What you need to do: Type every record exactly as it appears.

Input data:
^^^^

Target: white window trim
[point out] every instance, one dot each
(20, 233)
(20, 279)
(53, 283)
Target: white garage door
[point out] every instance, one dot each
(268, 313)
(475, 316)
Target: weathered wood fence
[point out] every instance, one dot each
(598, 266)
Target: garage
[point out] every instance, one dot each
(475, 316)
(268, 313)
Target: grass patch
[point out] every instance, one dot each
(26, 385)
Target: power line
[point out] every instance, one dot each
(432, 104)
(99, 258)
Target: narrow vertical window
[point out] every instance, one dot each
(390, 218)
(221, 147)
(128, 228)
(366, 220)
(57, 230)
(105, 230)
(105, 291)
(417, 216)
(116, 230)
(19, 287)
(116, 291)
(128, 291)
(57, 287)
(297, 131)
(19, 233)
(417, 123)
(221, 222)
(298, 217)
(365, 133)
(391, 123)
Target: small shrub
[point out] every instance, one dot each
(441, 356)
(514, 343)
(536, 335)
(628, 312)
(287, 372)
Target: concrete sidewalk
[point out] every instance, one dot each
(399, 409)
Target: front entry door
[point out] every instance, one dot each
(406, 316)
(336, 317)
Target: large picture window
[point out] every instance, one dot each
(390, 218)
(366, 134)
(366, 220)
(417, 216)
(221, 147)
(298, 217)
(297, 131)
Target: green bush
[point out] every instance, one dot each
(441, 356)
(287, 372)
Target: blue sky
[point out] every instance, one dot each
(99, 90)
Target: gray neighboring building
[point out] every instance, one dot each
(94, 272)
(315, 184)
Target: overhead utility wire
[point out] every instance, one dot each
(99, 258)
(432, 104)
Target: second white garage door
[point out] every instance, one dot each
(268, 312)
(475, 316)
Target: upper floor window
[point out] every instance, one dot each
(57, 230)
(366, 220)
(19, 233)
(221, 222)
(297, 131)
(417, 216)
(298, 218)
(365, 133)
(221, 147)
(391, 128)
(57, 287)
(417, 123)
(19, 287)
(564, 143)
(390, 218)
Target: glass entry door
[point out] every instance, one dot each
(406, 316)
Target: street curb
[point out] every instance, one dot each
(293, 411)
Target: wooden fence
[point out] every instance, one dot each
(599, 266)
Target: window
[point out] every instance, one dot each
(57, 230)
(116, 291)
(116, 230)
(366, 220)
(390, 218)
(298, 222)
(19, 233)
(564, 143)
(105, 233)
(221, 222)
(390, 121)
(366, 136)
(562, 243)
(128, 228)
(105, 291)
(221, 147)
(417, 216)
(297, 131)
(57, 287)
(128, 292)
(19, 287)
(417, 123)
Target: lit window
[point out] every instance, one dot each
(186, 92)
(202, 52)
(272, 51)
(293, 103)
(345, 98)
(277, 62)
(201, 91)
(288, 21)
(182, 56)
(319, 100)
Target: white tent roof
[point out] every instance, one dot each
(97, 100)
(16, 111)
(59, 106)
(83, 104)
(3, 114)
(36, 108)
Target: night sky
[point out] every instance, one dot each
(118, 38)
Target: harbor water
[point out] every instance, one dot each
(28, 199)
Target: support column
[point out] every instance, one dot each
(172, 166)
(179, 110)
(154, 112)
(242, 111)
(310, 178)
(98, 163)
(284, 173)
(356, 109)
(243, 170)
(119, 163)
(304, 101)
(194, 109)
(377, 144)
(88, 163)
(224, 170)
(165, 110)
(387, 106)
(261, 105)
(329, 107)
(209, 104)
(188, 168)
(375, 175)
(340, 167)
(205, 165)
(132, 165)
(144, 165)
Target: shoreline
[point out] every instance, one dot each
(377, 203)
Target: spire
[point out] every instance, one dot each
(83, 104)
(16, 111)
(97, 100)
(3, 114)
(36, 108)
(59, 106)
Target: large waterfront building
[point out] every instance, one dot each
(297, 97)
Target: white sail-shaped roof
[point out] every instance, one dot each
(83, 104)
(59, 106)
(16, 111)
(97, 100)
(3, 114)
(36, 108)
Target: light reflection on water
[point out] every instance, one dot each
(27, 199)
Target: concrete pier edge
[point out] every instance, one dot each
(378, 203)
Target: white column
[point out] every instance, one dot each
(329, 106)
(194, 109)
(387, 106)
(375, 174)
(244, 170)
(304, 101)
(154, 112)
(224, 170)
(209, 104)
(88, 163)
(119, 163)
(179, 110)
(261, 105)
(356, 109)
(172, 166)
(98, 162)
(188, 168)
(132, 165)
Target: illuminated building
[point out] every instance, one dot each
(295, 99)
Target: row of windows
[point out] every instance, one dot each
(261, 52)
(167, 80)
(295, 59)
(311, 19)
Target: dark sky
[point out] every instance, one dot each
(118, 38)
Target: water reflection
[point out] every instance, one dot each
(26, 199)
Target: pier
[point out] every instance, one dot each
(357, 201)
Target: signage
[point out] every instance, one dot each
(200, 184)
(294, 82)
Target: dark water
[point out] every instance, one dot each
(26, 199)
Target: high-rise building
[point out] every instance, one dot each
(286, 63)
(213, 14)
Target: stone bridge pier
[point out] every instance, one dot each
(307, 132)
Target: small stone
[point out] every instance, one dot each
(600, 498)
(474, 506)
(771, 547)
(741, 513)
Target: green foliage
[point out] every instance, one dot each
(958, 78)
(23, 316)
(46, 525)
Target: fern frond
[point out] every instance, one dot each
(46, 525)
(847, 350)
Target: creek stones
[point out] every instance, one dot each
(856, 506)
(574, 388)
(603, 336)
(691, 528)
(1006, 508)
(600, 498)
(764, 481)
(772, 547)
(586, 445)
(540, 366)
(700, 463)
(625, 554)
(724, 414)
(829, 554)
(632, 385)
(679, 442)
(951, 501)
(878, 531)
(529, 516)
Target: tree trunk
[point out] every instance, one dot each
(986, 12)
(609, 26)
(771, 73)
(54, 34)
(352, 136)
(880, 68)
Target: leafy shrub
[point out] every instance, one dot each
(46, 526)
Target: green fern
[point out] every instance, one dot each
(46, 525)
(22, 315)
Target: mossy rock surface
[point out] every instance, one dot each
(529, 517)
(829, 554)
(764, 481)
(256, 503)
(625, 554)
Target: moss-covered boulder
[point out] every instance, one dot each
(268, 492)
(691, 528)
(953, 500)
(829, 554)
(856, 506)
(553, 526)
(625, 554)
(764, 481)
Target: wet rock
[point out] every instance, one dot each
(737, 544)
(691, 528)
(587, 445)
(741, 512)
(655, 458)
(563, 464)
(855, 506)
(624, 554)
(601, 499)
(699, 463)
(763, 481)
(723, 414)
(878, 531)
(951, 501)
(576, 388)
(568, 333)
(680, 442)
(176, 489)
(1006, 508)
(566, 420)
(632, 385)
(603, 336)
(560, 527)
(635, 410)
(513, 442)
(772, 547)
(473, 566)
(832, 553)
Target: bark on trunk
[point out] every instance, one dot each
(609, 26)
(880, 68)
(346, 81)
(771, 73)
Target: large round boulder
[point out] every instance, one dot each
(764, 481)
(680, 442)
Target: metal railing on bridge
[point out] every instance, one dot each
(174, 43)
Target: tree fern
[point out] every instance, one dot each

^^^^

Full answer:
Target: white window trim
[point out] every instance, one dot each
(20, 233)
(20, 279)
(53, 283)
Target: white garage door
[point out] every instance, one dot each
(268, 313)
(475, 316)
Target: weathered wood fence
[point out] every instance, one dot each
(598, 266)
Target: garage
[point out] every instance, one dot each
(475, 316)
(268, 313)
Target: grass patch
[point out] every instance, one dot each
(26, 385)
Target: power line
[point out] every instance, one dot each
(432, 104)
(99, 258)
Target: narrow vertical window
[point out] every instance, one dot each
(390, 218)
(221, 147)
(128, 228)
(366, 220)
(57, 230)
(105, 230)
(105, 291)
(417, 216)
(116, 230)
(19, 287)
(116, 291)
(128, 291)
(57, 287)
(297, 131)
(19, 233)
(417, 123)
(221, 222)
(298, 217)
(365, 133)
(391, 123)
Target: small shrub
[point out] every instance, one dot each
(441, 356)
(514, 343)
(536, 335)
(628, 312)
(287, 372)
Target: concrete sidewalk
[point out] every instance, one dot each
(399, 409)
Target: front entry door
[point out] every instance, one dot each
(406, 316)
(336, 317)
Target: large picture window
[point out] every instance, one dot each
(390, 218)
(366, 134)
(366, 220)
(417, 216)
(221, 147)
(298, 217)
(297, 131)
Target: green bush
[point out] every instance, one dot each
(441, 356)
(287, 372)
Target: blue sky
[point out] every instance, one dot each
(99, 90)
Target: gray neighboring building
[point out] every instance, one dot each
(94, 272)
(315, 184)
Target: overhead utility wire
[point out] every instance, one dot each
(99, 258)
(432, 104)
Target: second white garage door
[point out] every instance, one dot each
(268, 312)
(475, 316)
Target: upper floor window
[point out] every instance, one dot each
(57, 230)
(366, 220)
(19, 233)
(221, 222)
(297, 131)
(417, 216)
(298, 218)
(365, 133)
(221, 147)
(391, 128)
(57, 287)
(417, 123)
(19, 287)
(564, 143)
(390, 218)
Target: glass entry door
[point out] every instance, one dot each
(406, 316)
Target: street curb
[point out] every instance, one dot each
(293, 411)
Target: wooden fence
[point out] every instance, one dot each
(599, 266)
Target: window
[point out] every instance, one dot each
(57, 230)
(116, 291)
(116, 230)
(366, 220)
(390, 218)
(298, 222)
(19, 233)
(564, 143)
(105, 233)
(221, 222)
(390, 121)
(366, 136)
(562, 243)
(128, 228)
(105, 291)
(221, 147)
(417, 216)
(297, 131)
(57, 287)
(128, 292)
(19, 287)
(417, 123)
Target: lit window
[point out] every instance, one dot each
(186, 92)
(202, 52)
(272, 51)
(293, 103)
(345, 98)
(277, 62)
(201, 91)
(288, 21)
(182, 56)
(319, 100)
Target: white tent roof
[point out] every instance, one dot each
(97, 100)
(16, 111)
(59, 106)
(83, 104)
(3, 114)
(36, 108)
Target: night sky
[point out] every instance, one dot each
(118, 38)
Target: harbor water
[point out] every instance, one dot each
(28, 199)
Target: support column
[point out] every instance, one dot each
(172, 166)
(179, 110)
(154, 112)
(242, 111)
(310, 178)
(98, 163)
(284, 173)
(356, 109)
(243, 170)
(119, 163)
(304, 101)
(194, 109)
(377, 144)
(88, 163)
(224, 170)
(165, 110)
(387, 106)
(261, 105)
(329, 107)
(209, 104)
(188, 168)
(375, 175)
(340, 167)
(205, 165)
(132, 165)
(144, 165)
Target: shoreline
[point out] every instance, one dot each
(377, 203)
Target: spire
[point out] every instance, one dot each
(83, 104)
(16, 111)
(97, 100)
(3, 114)
(36, 108)
(59, 106)
Target: large waterfront building
[point out] every instance, one dot each
(297, 97)
Target: white sail-shaped roof
[point out] every instance, one dot each
(83, 104)
(59, 106)
(16, 111)
(97, 100)
(3, 114)
(36, 108)
Target: light reflection on water
[point out] every instance, one dot each
(27, 199)
Target: concrete pier edge
[point out] every instance, one dot each
(378, 203)
Target: white column
[point out] every instance, one dot each
(329, 106)
(194, 109)
(387, 106)
(375, 174)
(244, 170)
(304, 101)
(154, 112)
(224, 170)
(209, 104)
(88, 163)
(119, 163)
(179, 110)
(261, 105)
(356, 109)
(172, 166)
(98, 162)
(188, 168)
(132, 165)
Target: illuminated building
[point out] every instance, one dot each
(295, 99)
Target: row of windows
[point out] every instance, one dot each
(261, 52)
(167, 80)
(295, 59)
(311, 19)
Target: dark sky
[point out] every instance, one dot each
(118, 38)
Target: water reflection
[point out] every instance, one dot each
(26, 199)
Target: pier
[point out] every instance, one dot each
(357, 201)
Target: signage
[point out] every instance, one dot each
(200, 184)
(294, 82)
Target: dark water
[point out] every instance, one dot each
(26, 199)
Target: high-rise building
[point out] every instance, one dot each
(286, 63)
(213, 14)
Target: stone bridge pier
[point out] every instance, one dot each
(307, 132)
Target: small stone
[point out] every instance, one dot each
(600, 498)
(474, 506)
(771, 547)
(741, 513)
Target: green foliage
[point out] every instance, one dot each
(958, 78)
(23, 316)
(46, 525)
Target: fern frond
[point out] every instance, one dot each
(46, 525)
(847, 350)
Target: creek stones
[point out] every instance, one dot each
(856, 506)
(574, 388)
(603, 336)
(691, 528)
(1006, 508)
(600, 498)
(764, 481)
(772, 547)
(586, 445)
(540, 366)
(700, 463)
(625, 554)
(724, 414)
(829, 554)
(632, 385)
(679, 442)
(951, 501)
(878, 531)
(529, 516)
Target: tree trunk
[point out] every instance, one dot each
(986, 12)
(609, 26)
(771, 73)
(54, 34)
(352, 136)
(880, 68)
Target: leafy shrub
[point out] every instance, one dot each
(46, 526)
Target: green fern
[point out] every instance, one dot each
(46, 525)
(22, 315)
Target: mossy rock surface
[point out] every instance, one dot each
(529, 517)
(829, 554)
(764, 481)
(256, 503)
(625, 554)
Target: moss-covered boulder
[point out] every instance, one dot each
(268, 492)
(691, 528)
(953, 500)
(829, 554)
(856, 506)
(553, 526)
(625, 554)
(764, 481)
Target: wet rock
[point out] every instance, one dot each
(737, 544)
(691, 528)
(587, 445)
(741, 512)
(655, 458)
(563, 464)
(855, 506)
(624, 554)
(601, 499)
(699, 463)
(763, 481)
(723, 414)
(878, 531)
(951, 501)
(576, 388)
(568, 333)
(680, 442)
(176, 489)
(1006, 508)
(566, 420)
(632, 385)
(603, 336)
(560, 527)
(635, 410)
(513, 442)
(772, 547)
(473, 566)
(832, 553)
Target: bark on trunk
[point out] every instance, one dot each
(609, 26)
(880, 68)
(346, 81)
(771, 73)
Target: large round boulder
[point out] every instance, one dot each
(764, 481)
(680, 442)
Target: metal railing on bridge
[point out] every instance, one dot each
(174, 43)
Target: tree fern
[point out] every instance, one dot each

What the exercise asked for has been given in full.